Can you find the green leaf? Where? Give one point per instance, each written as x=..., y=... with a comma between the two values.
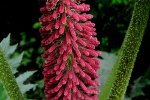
x=107, y=62
x=22, y=78
x=36, y=25
x=139, y=84
x=5, y=44
x=15, y=62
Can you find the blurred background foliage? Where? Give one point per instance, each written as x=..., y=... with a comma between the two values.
x=112, y=17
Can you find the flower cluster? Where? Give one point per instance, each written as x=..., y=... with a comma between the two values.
x=70, y=66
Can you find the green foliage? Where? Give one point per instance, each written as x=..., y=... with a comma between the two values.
x=139, y=84
x=36, y=25
x=107, y=62
x=118, y=80
x=14, y=62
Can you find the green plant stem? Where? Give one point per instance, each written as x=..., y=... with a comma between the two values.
x=8, y=80
x=115, y=86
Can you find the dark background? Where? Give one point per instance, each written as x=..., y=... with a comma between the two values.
x=111, y=18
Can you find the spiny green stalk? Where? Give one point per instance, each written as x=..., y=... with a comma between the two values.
x=118, y=80
x=8, y=80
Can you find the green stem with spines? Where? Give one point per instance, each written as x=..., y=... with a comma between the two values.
x=8, y=80
x=117, y=82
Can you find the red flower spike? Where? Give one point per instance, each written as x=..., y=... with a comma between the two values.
x=70, y=66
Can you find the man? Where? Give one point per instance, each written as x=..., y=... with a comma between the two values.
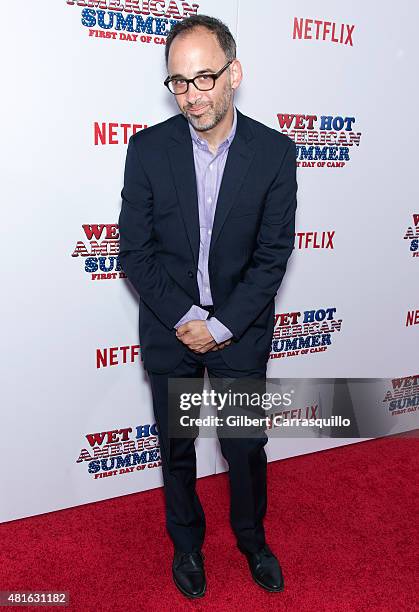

What to produce ->
In the entries above, find the line containing "Can you find the dark". Transcribe it and every later line to the end, exactly, and leave out the pictures.

Solution to this problem ->
Can you find the dark background? Where? Give one point per instance, each written as x=..., y=... with a comma between the two values.
x=111, y=18
Can you find the spiny green stalk? Where? Give one point per instance, each written as x=..., y=... with a comma between the two values.
x=118, y=80
x=8, y=80
Can you find the green stem with spines? Where? Give one point per instance, each written as x=..., y=... with a comma between the two values.
x=8, y=80
x=117, y=82
Can you find the red flower spike? Where? Give one point per instance, each written as x=..., y=... with a comma between the two values.
x=70, y=66
Can you find the man? Where? Give one point per instance, each written as x=..., y=... with a comma between the two values.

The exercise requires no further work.